§ **Short exercise**
Collect every line of the data below that contains the string "water", treating uppercase and lowercase letters as distinct.

§ **Recorded data**
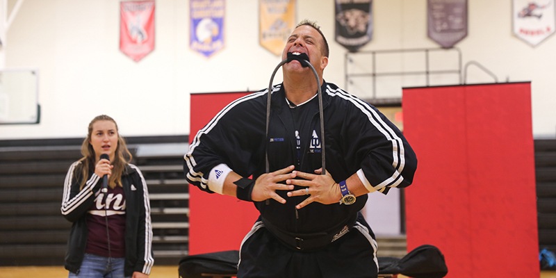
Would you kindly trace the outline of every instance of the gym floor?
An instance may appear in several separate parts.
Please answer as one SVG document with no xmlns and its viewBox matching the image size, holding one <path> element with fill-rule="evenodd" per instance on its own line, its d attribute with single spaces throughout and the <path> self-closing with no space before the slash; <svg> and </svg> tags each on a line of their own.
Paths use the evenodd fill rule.
<svg viewBox="0 0 556 278">
<path fill-rule="evenodd" d="M 62 266 L 0 267 L 0 278 L 63 278 L 67 277 L 67 270 Z M 176 265 L 155 265 L 152 268 L 149 277 L 178 278 L 178 268 Z M 398 275 L 398 278 L 407 277 L 404 275 Z M 556 278 L 556 271 L 541 271 L 540 278 Z"/>
</svg>

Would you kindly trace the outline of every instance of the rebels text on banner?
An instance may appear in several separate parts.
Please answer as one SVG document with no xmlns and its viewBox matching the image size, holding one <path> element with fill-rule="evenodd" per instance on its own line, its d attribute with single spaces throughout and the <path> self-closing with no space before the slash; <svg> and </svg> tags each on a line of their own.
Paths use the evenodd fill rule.
<svg viewBox="0 0 556 278">
<path fill-rule="evenodd" d="M 554 33 L 554 0 L 514 0 L 514 34 L 533 47 Z"/>
</svg>

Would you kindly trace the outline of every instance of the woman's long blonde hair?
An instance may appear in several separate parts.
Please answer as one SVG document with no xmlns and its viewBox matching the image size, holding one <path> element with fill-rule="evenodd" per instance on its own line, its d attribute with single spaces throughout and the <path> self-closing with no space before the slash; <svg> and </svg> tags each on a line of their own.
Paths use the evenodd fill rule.
<svg viewBox="0 0 556 278">
<path fill-rule="evenodd" d="M 92 125 L 97 121 L 111 121 L 116 126 L 116 132 L 117 133 L 117 147 L 114 154 L 114 161 L 111 161 L 111 164 L 114 165 L 112 168 L 112 174 L 110 175 L 108 179 L 108 186 L 111 188 L 114 188 L 117 186 L 122 186 L 122 174 L 126 169 L 126 165 L 131 161 L 133 156 L 129 150 L 127 149 L 126 142 L 124 138 L 120 136 L 117 131 L 117 124 L 114 119 L 106 115 L 101 115 L 95 117 L 91 122 L 89 123 L 89 132 L 87 138 L 83 141 L 81 144 L 81 154 L 83 157 L 79 159 L 81 162 L 81 188 L 85 186 L 85 183 L 89 178 L 89 172 L 95 172 L 95 165 L 96 161 L 96 156 L 95 149 L 92 149 L 92 145 L 90 144 L 91 135 L 92 134 Z"/>
</svg>

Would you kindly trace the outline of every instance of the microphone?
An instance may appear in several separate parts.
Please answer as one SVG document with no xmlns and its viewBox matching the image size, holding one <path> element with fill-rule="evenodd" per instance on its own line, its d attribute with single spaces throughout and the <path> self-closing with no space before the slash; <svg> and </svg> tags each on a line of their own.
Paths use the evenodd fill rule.
<svg viewBox="0 0 556 278">
<path fill-rule="evenodd" d="M 110 161 L 110 156 L 108 156 L 106 154 L 102 154 L 100 155 L 100 159 L 108 159 Z M 108 193 L 108 175 L 105 174 L 102 177 L 102 189 L 100 192 L 104 193 L 104 196 L 102 197 L 102 204 L 106 204 L 106 195 Z"/>
</svg>

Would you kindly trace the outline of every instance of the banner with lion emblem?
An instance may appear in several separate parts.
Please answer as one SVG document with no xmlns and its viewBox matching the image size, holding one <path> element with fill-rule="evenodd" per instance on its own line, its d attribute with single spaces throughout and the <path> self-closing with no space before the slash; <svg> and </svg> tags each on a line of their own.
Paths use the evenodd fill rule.
<svg viewBox="0 0 556 278">
<path fill-rule="evenodd" d="M 467 0 L 428 0 L 427 33 L 443 48 L 467 37 Z"/>
<path fill-rule="evenodd" d="M 514 0 L 514 34 L 533 47 L 554 33 L 554 0 Z"/>
<path fill-rule="evenodd" d="M 373 39 L 373 0 L 336 0 L 336 41 L 356 52 Z"/>
<path fill-rule="evenodd" d="M 154 1 L 122 1 L 120 9 L 120 50 L 138 62 L 154 49 Z"/>
<path fill-rule="evenodd" d="M 295 0 L 259 0 L 259 42 L 276 56 L 295 26 Z"/>
<path fill-rule="evenodd" d="M 210 57 L 224 48 L 224 0 L 190 0 L 190 47 Z"/>
</svg>

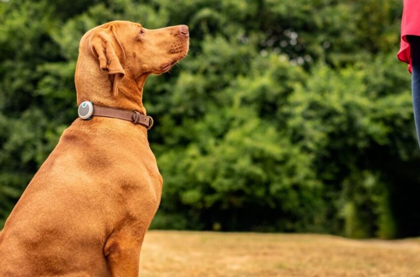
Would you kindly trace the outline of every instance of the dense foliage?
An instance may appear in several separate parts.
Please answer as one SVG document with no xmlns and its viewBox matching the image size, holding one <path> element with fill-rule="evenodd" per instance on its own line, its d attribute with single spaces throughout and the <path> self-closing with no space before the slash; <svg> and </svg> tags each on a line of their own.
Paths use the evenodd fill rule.
<svg viewBox="0 0 420 277">
<path fill-rule="evenodd" d="M 76 117 L 80 38 L 121 19 L 191 32 L 189 55 L 145 89 L 165 180 L 154 228 L 420 234 L 401 11 L 400 0 L 0 1 L 0 219 Z"/>
</svg>

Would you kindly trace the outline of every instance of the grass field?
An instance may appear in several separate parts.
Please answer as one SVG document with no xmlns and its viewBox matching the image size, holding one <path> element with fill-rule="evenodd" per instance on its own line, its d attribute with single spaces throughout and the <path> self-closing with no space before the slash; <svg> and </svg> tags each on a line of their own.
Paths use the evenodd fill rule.
<svg viewBox="0 0 420 277">
<path fill-rule="evenodd" d="M 420 240 L 150 231 L 141 277 L 420 277 Z"/>
</svg>

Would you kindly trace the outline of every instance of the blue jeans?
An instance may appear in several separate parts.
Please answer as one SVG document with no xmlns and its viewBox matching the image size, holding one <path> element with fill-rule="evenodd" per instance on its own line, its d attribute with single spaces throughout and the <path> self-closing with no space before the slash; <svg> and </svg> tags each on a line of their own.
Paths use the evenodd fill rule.
<svg viewBox="0 0 420 277">
<path fill-rule="evenodd" d="M 420 37 L 407 36 L 407 38 L 410 43 L 413 64 L 411 90 L 414 121 L 417 131 L 417 139 L 420 141 Z"/>
</svg>

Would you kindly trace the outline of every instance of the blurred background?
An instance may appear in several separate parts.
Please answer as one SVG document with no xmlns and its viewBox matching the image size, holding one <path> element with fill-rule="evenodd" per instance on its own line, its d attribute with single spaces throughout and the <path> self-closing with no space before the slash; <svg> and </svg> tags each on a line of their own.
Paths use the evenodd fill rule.
<svg viewBox="0 0 420 277">
<path fill-rule="evenodd" d="M 187 24 L 144 101 L 158 229 L 420 235 L 400 0 L 0 0 L 0 229 L 77 116 L 79 40 Z M 139 157 L 141 158 L 141 157 Z"/>
</svg>

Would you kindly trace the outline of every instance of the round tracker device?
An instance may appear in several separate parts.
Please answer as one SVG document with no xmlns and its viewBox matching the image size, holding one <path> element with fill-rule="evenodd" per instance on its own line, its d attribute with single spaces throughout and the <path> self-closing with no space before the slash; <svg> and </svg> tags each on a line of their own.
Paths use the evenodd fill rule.
<svg viewBox="0 0 420 277">
<path fill-rule="evenodd" d="M 82 119 L 90 119 L 93 114 L 93 103 L 90 101 L 82 102 L 78 110 L 79 117 Z"/>
</svg>

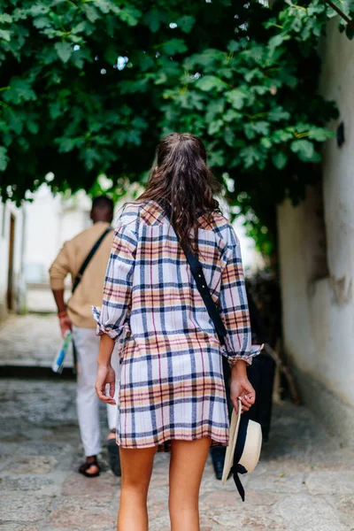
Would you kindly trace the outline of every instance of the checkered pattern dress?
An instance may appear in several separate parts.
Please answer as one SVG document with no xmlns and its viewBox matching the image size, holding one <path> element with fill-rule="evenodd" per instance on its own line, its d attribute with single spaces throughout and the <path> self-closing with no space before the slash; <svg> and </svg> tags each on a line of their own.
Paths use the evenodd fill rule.
<svg viewBox="0 0 354 531">
<path fill-rule="evenodd" d="M 199 260 L 228 331 L 221 351 L 176 235 L 154 201 L 129 205 L 112 248 L 97 334 L 121 341 L 118 444 L 159 446 L 211 437 L 227 445 L 222 355 L 250 362 L 240 244 L 220 214 L 199 219 Z"/>
</svg>

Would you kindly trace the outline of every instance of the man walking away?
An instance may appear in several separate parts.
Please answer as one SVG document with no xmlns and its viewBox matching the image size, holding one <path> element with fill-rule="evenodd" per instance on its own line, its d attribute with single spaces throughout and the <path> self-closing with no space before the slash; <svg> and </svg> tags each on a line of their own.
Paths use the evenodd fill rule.
<svg viewBox="0 0 354 531">
<path fill-rule="evenodd" d="M 96 197 L 90 218 L 93 226 L 66 242 L 50 269 L 50 286 L 58 306 L 58 316 L 63 337 L 73 331 L 78 362 L 77 410 L 80 433 L 85 450 L 85 463 L 79 472 L 87 477 L 99 475 L 97 455 L 101 451 L 99 401 L 95 390 L 97 372 L 99 338 L 96 335 L 96 321 L 91 306 L 100 305 L 104 281 L 113 240 L 111 223 L 113 202 L 105 196 Z M 73 296 L 64 302 L 64 281 L 70 273 Z M 113 354 L 114 369 L 119 380 L 119 364 L 117 351 Z M 118 389 L 116 385 L 116 389 Z M 117 391 L 115 399 L 117 401 Z M 118 447 L 115 443 L 117 406 L 107 404 L 110 433 L 107 448 L 111 467 L 120 475 Z"/>
</svg>

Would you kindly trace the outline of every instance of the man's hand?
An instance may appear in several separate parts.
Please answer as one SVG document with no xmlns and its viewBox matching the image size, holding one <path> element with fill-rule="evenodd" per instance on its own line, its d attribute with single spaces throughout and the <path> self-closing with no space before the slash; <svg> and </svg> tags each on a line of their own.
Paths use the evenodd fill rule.
<svg viewBox="0 0 354 531">
<path fill-rule="evenodd" d="M 110 386 L 108 396 L 106 395 L 105 390 L 107 385 Z M 116 404 L 116 401 L 114 400 L 114 393 L 116 390 L 116 373 L 111 365 L 98 366 L 95 389 L 98 398 L 102 400 L 102 402 L 111 404 L 112 405 Z"/>
<path fill-rule="evenodd" d="M 61 335 L 63 338 L 65 337 L 67 331 L 72 332 L 73 330 L 72 321 L 67 317 L 67 315 L 63 315 L 62 317 L 59 317 L 59 326 L 61 330 Z"/>
</svg>

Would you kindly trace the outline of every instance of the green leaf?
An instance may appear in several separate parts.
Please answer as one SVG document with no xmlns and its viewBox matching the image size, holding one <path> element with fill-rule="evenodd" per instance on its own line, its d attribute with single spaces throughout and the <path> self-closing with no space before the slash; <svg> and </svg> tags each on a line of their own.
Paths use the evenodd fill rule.
<svg viewBox="0 0 354 531">
<path fill-rule="evenodd" d="M 196 87 L 204 92 L 223 90 L 227 84 L 216 75 L 204 75 L 196 81 Z"/>
<path fill-rule="evenodd" d="M 243 107 L 243 103 L 246 98 L 246 95 L 243 94 L 238 88 L 234 88 L 226 93 L 227 100 L 232 104 L 234 109 L 240 111 Z"/>
<path fill-rule="evenodd" d="M 67 63 L 73 51 L 73 44 L 70 44 L 70 42 L 56 42 L 54 48 L 63 63 Z"/>
<path fill-rule="evenodd" d="M 230 41 L 227 49 L 228 51 L 238 51 L 240 50 L 240 43 L 237 41 Z"/>
<path fill-rule="evenodd" d="M 36 95 L 29 80 L 14 77 L 10 80 L 10 88 L 4 93 L 3 97 L 5 102 L 19 104 L 24 101 L 35 100 Z"/>
<path fill-rule="evenodd" d="M 176 53 L 183 53 L 187 51 L 188 48 L 183 39 L 171 39 L 163 44 L 162 50 L 167 55 L 173 56 Z"/>
<path fill-rule="evenodd" d="M 289 120 L 290 118 L 290 113 L 288 111 L 284 111 L 284 109 L 281 106 L 274 107 L 268 112 L 267 119 L 270 121 L 281 121 L 282 119 Z"/>
<path fill-rule="evenodd" d="M 282 170 L 287 165 L 288 157 L 282 151 L 279 151 L 272 157 L 272 160 L 273 164 L 278 170 Z"/>
<path fill-rule="evenodd" d="M 224 121 L 233 122 L 242 118 L 241 112 L 236 112 L 233 109 L 228 109 L 224 114 Z"/>
<path fill-rule="evenodd" d="M 0 24 L 12 24 L 12 17 L 8 13 L 0 14 Z"/>
<path fill-rule="evenodd" d="M 7 42 L 10 42 L 11 32 L 8 29 L 0 29 L 0 39 L 3 39 L 4 41 L 7 41 Z"/>
<path fill-rule="evenodd" d="M 37 29 L 42 29 L 43 27 L 51 27 L 51 20 L 48 17 L 39 17 L 34 19 L 34 26 Z"/>
<path fill-rule="evenodd" d="M 159 30 L 161 23 L 164 21 L 165 17 L 162 11 L 153 7 L 143 16 L 144 23 L 150 27 L 152 33 L 156 33 Z"/>
<path fill-rule="evenodd" d="M 86 12 L 86 16 L 88 17 L 88 19 L 90 22 L 94 23 L 100 18 L 100 14 L 97 12 L 97 10 L 95 9 L 95 7 L 93 5 L 90 5 L 89 4 L 85 3 L 83 4 L 82 9 Z"/>
<path fill-rule="evenodd" d="M 309 140 L 294 140 L 290 143 L 290 150 L 296 153 L 304 162 L 312 160 L 314 154 L 314 146 Z"/>
<path fill-rule="evenodd" d="M 134 7 L 133 5 L 126 5 L 119 12 L 119 19 L 123 22 L 127 22 L 128 26 L 136 26 L 141 19 L 142 13 L 140 9 Z"/>
<path fill-rule="evenodd" d="M 224 140 L 226 143 L 230 147 L 234 147 L 235 143 L 235 133 L 231 127 L 226 127 L 224 130 Z"/>
<path fill-rule="evenodd" d="M 218 133 L 218 131 L 221 129 L 223 125 L 224 122 L 222 121 L 222 119 L 217 119 L 215 121 L 211 122 L 208 127 L 208 135 L 210 135 L 211 136 L 212 135 L 215 135 L 215 133 Z"/>
<path fill-rule="evenodd" d="M 7 150 L 4 146 L 0 146 L 0 172 L 5 171 L 8 162 Z"/>
<path fill-rule="evenodd" d="M 335 133 L 325 129 L 325 127 L 312 127 L 309 131 L 309 138 L 317 142 L 325 142 L 328 138 L 334 138 Z"/>
<path fill-rule="evenodd" d="M 267 136 L 269 135 L 269 123 L 266 121 L 257 121 L 252 123 L 252 128 L 258 135 Z"/>
<path fill-rule="evenodd" d="M 184 15 L 184 17 L 177 19 L 176 24 L 178 27 L 182 30 L 182 32 L 189 34 L 191 32 L 193 26 L 196 24 L 196 19 L 191 15 Z"/>
<path fill-rule="evenodd" d="M 45 5 L 42 2 L 37 2 L 28 10 L 29 14 L 33 17 L 39 17 L 40 15 L 46 15 L 50 11 L 50 7 Z"/>
</svg>

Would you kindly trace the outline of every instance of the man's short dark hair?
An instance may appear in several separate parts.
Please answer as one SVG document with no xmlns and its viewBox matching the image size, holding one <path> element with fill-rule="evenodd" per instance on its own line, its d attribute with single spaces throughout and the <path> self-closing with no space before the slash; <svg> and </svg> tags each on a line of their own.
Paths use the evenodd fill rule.
<svg viewBox="0 0 354 531">
<path fill-rule="evenodd" d="M 110 199 L 110 197 L 107 197 L 107 196 L 97 196 L 97 197 L 95 197 L 95 199 L 92 201 L 92 210 L 95 208 L 98 210 L 106 208 L 107 210 L 111 211 L 111 212 L 113 212 L 114 203 L 112 199 Z"/>
</svg>

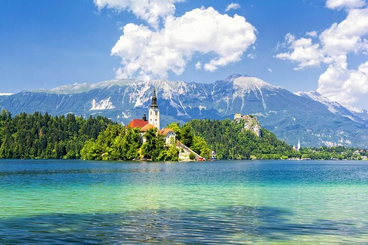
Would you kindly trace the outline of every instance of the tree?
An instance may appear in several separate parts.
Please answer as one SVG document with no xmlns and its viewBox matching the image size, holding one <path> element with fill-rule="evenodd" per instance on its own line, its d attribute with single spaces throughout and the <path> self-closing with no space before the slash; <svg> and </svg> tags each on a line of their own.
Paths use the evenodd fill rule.
<svg viewBox="0 0 368 245">
<path fill-rule="evenodd" d="M 165 144 L 164 136 L 157 134 L 157 129 L 153 128 L 148 130 L 143 137 L 146 139 L 146 142 L 142 144 L 142 155 L 148 159 L 158 160 L 158 156 Z"/>
<path fill-rule="evenodd" d="M 188 124 L 183 126 L 180 130 L 180 141 L 188 147 L 192 146 L 193 135 L 191 132 L 191 127 Z"/>
</svg>

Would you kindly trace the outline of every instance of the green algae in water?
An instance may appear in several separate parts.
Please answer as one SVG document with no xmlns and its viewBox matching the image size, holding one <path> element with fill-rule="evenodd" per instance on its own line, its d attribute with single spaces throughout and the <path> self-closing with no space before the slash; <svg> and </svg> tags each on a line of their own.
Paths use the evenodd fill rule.
<svg viewBox="0 0 368 245">
<path fill-rule="evenodd" d="M 0 161 L 0 243 L 368 241 L 368 165 Z"/>
</svg>

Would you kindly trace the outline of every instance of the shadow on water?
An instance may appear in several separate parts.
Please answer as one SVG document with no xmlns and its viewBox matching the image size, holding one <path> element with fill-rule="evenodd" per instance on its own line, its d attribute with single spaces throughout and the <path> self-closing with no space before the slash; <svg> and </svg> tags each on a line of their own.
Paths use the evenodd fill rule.
<svg viewBox="0 0 368 245">
<path fill-rule="evenodd" d="M 55 213 L 0 219 L 0 243 L 239 244 L 287 242 L 300 236 L 368 235 L 368 225 L 357 227 L 349 220 L 321 219 L 295 224 L 292 216 L 279 208 L 240 206 Z"/>
</svg>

§ **Answer below**
Would you kindly trace the outline of every instance of the green algae in water?
Would you kindly trace the outline of every instance of the shadow on water?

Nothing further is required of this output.